*WRITTEN EXERCISE:* Below are the records. Restate word for word every line from the one that contains "Task: identify the white van" through the final line, both included.

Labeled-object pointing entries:
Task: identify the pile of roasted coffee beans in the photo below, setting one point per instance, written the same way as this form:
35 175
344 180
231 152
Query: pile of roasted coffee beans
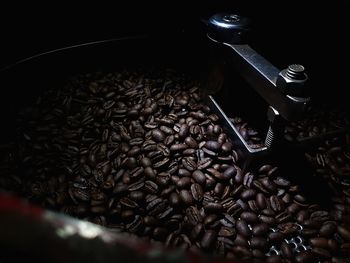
249 134
138 151
319 120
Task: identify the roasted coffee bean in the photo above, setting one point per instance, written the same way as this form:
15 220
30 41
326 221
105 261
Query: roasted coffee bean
319 242
189 164
260 229
158 135
304 257
197 231
286 250
261 201
258 242
178 147
242 228
226 147
213 207
321 253
249 217
227 232
190 142
210 219
186 197
275 203
212 145
344 232
248 194
208 239
183 182
197 192
328 228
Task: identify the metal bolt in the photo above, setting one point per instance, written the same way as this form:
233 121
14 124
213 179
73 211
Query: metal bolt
276 128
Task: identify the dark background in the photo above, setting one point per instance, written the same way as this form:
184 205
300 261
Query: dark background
285 32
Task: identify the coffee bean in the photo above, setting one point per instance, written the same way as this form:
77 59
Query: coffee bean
321 253
248 194
212 145
249 217
190 142
197 231
304 257
158 135
260 229
183 182
261 201
178 147
319 242
344 232
258 242
189 164
286 250
197 192
328 229
208 239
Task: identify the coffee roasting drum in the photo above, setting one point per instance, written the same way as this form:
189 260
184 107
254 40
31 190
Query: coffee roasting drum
121 150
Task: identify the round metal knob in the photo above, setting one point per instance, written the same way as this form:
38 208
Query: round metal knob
228 28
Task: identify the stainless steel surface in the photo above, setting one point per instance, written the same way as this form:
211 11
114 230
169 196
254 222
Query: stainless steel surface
282 90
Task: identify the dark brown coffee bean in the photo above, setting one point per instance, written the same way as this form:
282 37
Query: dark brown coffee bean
178 147
197 231
328 229
158 135
174 199
189 164
186 197
150 173
210 219
212 145
274 259
261 201
269 185
197 192
305 257
193 215
321 253
242 228
226 147
258 242
146 162
208 239
131 163
344 232
227 232
286 250
276 203
319 242
249 217
213 207
183 172
242 252
191 142
183 182
229 172
248 194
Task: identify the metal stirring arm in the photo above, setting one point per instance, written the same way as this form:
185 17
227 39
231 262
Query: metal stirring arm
284 91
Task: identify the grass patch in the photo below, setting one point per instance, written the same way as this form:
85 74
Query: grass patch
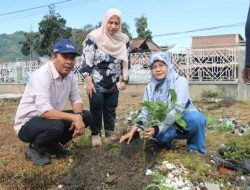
24 179
213 123
194 163
238 148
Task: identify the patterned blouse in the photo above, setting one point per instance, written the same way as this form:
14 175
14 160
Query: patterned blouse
104 69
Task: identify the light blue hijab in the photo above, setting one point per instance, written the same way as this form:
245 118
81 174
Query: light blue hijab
158 89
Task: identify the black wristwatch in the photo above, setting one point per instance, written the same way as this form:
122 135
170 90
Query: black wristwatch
80 113
123 80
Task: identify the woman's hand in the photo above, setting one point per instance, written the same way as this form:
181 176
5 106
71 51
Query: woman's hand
78 125
128 136
90 87
121 85
149 132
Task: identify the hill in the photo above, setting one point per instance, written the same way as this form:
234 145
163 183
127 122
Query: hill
10 50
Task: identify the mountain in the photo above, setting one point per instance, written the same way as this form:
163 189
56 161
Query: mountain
10 50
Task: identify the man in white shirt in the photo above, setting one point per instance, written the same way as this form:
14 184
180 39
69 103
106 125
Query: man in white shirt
39 119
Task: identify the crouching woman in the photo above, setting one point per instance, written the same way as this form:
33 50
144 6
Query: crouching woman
164 78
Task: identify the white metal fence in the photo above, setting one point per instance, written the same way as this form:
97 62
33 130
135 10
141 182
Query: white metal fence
195 65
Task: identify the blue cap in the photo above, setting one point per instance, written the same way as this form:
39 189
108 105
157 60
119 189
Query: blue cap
64 46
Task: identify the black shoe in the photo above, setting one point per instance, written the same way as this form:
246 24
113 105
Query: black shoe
57 150
36 157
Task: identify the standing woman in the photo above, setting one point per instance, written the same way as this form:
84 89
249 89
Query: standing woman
105 70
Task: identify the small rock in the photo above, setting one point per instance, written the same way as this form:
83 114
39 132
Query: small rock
212 186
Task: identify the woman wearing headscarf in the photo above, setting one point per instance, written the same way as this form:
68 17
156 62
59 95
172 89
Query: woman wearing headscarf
164 78
105 70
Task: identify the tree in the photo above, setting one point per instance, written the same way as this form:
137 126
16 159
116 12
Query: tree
141 25
51 28
79 35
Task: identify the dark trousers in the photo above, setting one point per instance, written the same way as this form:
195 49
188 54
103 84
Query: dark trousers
41 132
103 104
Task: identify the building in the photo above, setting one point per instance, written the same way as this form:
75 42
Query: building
217 41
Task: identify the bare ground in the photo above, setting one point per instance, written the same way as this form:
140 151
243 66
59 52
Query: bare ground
112 166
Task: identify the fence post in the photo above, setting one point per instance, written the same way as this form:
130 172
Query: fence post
19 72
242 87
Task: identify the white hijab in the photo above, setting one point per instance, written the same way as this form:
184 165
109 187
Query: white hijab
114 45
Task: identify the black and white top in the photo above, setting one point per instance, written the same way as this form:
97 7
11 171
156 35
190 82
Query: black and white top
104 69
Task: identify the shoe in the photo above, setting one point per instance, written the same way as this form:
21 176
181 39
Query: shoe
57 150
37 158
110 137
96 141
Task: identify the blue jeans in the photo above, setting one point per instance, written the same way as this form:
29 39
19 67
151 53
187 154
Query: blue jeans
41 132
195 130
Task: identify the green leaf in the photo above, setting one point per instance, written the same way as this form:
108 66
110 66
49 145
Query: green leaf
181 122
173 95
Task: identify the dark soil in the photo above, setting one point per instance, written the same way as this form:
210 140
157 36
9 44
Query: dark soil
112 166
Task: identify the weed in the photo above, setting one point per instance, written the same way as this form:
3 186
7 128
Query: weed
115 149
84 139
157 182
238 149
29 179
214 124
193 162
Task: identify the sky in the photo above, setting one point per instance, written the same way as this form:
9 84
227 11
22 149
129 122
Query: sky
171 22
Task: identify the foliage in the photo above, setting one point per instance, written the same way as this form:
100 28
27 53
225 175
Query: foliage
157 111
79 35
29 43
51 28
157 182
141 25
10 50
238 149
214 124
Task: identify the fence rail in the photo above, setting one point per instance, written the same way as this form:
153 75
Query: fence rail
195 65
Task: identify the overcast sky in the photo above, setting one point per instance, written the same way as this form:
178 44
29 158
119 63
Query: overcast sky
164 16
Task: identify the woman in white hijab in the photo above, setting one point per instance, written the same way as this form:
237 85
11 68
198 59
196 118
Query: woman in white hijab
105 70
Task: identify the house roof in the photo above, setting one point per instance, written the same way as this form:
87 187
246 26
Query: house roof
136 44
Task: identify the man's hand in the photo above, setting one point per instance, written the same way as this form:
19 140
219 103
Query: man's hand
90 87
78 126
149 132
128 136
246 75
121 85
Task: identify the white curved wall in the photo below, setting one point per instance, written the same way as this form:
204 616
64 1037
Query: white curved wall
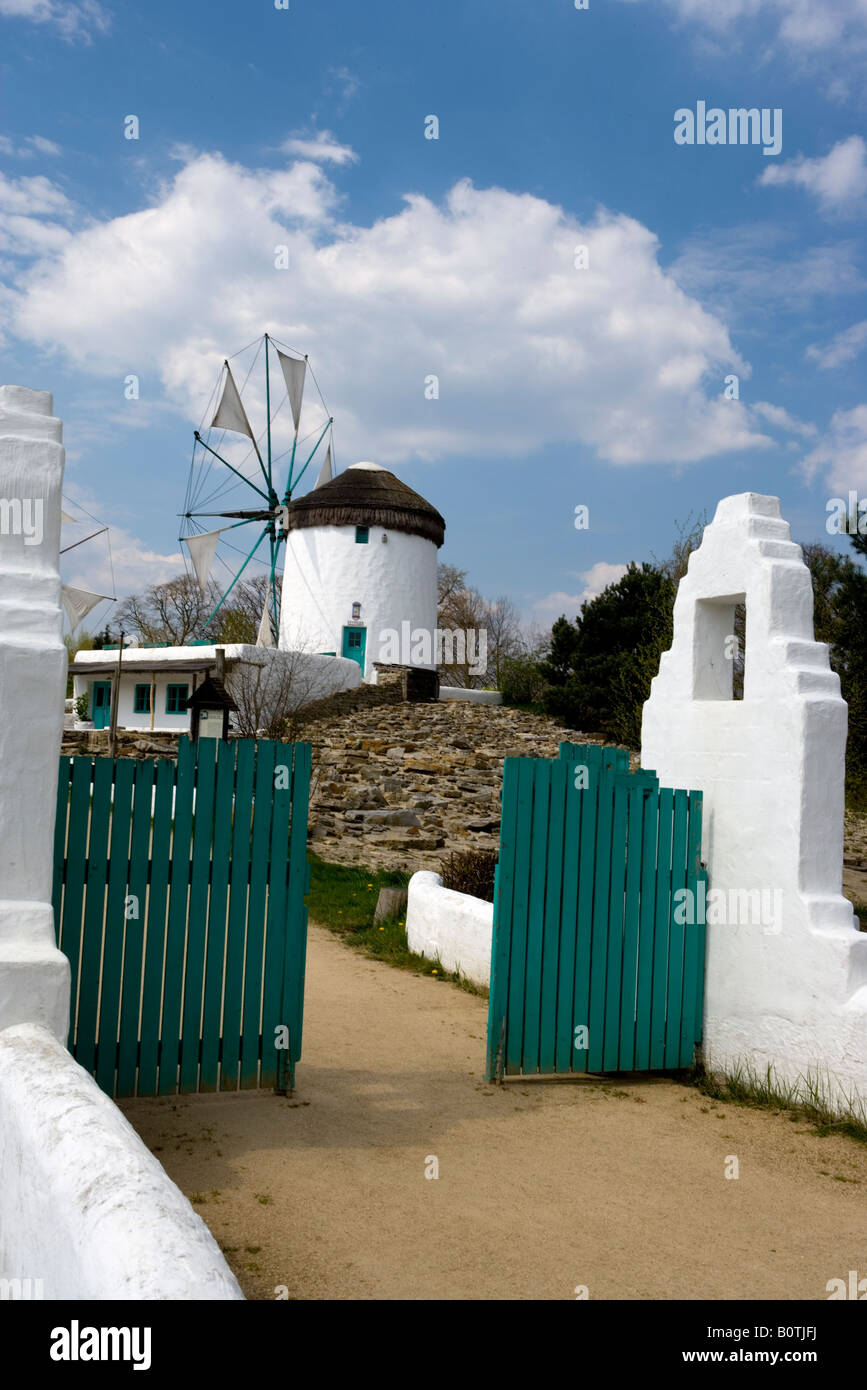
327 571
450 927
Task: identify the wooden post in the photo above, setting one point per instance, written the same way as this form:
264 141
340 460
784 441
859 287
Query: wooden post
116 699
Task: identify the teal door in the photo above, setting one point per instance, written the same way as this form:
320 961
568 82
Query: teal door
102 704
598 959
354 642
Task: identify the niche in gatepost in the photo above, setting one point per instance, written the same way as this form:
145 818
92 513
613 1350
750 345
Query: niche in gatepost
720 648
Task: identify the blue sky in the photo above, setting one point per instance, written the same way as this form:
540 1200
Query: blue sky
409 256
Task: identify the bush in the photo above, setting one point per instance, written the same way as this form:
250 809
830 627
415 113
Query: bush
471 872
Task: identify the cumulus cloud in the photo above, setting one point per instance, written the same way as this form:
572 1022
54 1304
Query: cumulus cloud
842 452
837 181
28 148
795 24
321 148
78 20
595 580
480 291
842 348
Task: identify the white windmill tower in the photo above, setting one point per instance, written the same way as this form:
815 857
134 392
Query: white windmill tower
360 567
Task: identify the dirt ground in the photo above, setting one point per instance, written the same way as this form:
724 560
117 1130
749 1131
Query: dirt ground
542 1187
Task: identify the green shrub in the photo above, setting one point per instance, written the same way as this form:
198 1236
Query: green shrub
471 872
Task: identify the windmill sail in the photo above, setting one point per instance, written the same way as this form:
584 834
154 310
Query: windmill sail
202 549
231 413
295 370
325 471
78 603
266 634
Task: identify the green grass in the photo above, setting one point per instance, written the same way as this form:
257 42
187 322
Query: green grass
809 1098
343 898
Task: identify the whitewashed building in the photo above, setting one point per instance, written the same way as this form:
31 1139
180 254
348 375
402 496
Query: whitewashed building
360 570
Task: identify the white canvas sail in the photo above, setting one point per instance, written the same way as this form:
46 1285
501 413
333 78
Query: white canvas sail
266 635
325 471
202 549
78 603
231 413
295 370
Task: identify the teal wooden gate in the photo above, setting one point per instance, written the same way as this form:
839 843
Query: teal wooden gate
179 902
595 963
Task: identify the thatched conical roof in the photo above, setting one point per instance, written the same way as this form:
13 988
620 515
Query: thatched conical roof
368 495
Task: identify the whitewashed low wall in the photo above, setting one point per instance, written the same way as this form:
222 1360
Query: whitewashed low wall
84 1205
450 927
477 697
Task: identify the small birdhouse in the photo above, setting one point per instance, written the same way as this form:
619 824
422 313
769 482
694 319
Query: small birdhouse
209 709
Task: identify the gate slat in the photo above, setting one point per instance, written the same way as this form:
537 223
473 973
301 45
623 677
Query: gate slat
628 998
500 941
250 1047
550 920
95 913
175 933
662 920
113 954
278 895
61 827
299 884
156 931
675 937
535 923
193 984
694 952
74 895
610 1055
214 955
239 868
587 876
134 933
564 1058
520 922
599 940
650 818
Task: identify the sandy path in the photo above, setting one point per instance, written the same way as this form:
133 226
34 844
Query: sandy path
542 1186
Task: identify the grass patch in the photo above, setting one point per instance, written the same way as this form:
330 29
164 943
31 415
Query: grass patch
343 898
809 1098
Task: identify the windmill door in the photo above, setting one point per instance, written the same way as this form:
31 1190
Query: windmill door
102 704
598 959
354 642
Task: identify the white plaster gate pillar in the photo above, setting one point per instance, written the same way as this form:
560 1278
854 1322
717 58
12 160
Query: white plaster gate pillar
34 975
787 966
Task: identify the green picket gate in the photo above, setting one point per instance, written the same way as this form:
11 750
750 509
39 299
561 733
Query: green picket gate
598 963
179 902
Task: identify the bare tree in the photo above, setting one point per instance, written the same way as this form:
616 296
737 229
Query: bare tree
174 612
271 692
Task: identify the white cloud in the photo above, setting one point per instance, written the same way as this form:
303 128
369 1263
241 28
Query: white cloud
31 214
595 580
781 419
28 148
480 291
837 181
72 20
842 348
795 24
321 148
739 268
842 452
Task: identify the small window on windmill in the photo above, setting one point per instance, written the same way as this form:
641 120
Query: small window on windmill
720 648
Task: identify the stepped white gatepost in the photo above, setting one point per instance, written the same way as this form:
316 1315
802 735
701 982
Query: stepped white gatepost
34 975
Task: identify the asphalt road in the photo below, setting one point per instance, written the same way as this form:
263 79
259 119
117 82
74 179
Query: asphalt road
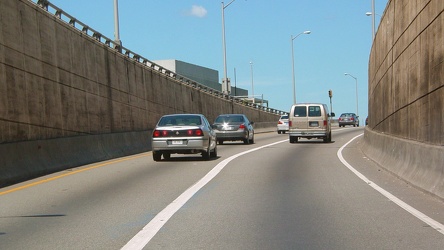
267 195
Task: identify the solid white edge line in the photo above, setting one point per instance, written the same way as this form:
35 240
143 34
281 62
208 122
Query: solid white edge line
431 222
143 237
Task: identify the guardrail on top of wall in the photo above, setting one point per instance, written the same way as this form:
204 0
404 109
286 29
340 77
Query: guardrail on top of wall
60 14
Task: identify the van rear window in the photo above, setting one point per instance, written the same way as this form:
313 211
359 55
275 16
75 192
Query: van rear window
300 111
313 111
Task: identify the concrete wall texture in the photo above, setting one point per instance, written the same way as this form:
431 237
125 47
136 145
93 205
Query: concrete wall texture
406 93
67 99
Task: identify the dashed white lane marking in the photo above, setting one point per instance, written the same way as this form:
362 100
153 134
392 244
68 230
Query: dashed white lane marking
142 238
431 222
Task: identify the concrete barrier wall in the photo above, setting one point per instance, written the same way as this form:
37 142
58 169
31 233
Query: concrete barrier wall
68 99
406 93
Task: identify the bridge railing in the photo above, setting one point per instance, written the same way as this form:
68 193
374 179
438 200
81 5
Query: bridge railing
62 15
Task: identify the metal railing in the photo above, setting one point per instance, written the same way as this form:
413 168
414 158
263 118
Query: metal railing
72 21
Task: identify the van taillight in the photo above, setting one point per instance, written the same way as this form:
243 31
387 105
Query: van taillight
159 133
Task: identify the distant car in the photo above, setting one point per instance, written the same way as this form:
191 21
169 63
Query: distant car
183 134
282 126
234 127
348 119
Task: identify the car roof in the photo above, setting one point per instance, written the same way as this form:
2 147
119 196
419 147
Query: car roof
182 115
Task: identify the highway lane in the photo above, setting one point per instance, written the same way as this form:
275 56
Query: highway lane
285 196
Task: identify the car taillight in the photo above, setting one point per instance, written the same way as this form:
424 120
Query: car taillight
195 132
159 133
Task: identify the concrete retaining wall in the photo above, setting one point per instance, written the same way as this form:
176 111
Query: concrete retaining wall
67 98
420 164
406 93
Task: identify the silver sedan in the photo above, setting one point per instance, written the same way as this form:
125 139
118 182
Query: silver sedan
183 134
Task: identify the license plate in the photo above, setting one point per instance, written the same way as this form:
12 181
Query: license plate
177 142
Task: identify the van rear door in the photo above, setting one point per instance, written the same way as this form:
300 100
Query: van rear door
300 119
315 120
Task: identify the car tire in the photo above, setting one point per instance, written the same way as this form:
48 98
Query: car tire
166 155
247 140
207 154
157 156
327 139
214 153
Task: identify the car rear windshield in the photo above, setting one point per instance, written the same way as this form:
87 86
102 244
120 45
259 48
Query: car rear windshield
313 111
230 119
180 121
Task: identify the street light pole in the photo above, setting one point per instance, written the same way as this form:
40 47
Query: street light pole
356 81
116 25
252 85
292 60
225 86
373 19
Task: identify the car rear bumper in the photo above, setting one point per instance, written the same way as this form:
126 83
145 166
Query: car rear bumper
308 134
179 145
230 135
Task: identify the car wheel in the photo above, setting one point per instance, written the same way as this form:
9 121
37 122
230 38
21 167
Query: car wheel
207 154
157 156
166 155
247 140
214 153
328 138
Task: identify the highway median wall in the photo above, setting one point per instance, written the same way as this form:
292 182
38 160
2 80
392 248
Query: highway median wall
69 97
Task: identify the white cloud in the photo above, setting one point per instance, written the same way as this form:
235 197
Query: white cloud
198 11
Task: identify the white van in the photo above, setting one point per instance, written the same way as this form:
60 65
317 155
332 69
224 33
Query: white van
309 120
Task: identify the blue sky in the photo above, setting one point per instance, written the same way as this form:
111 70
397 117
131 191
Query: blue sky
257 31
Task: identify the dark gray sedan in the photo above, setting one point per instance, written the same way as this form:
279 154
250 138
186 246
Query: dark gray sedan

*FINAL RESULT:*
Task: identify the white van in the photo above, setting one point per instance, written the same way as this form:
60 65
317 155
332 69
224 33
Query: white van
309 120
Task: identify the blue sky in the photo above, setting one point per instance, written the same way as this form:
111 70
397 117
131 191
Query: blue sky
257 31
Task: identify the dark gray sedan in the photo above, setting one point per instance, written the same way as this form:
279 154
250 138
186 246
Query: dark gray sedan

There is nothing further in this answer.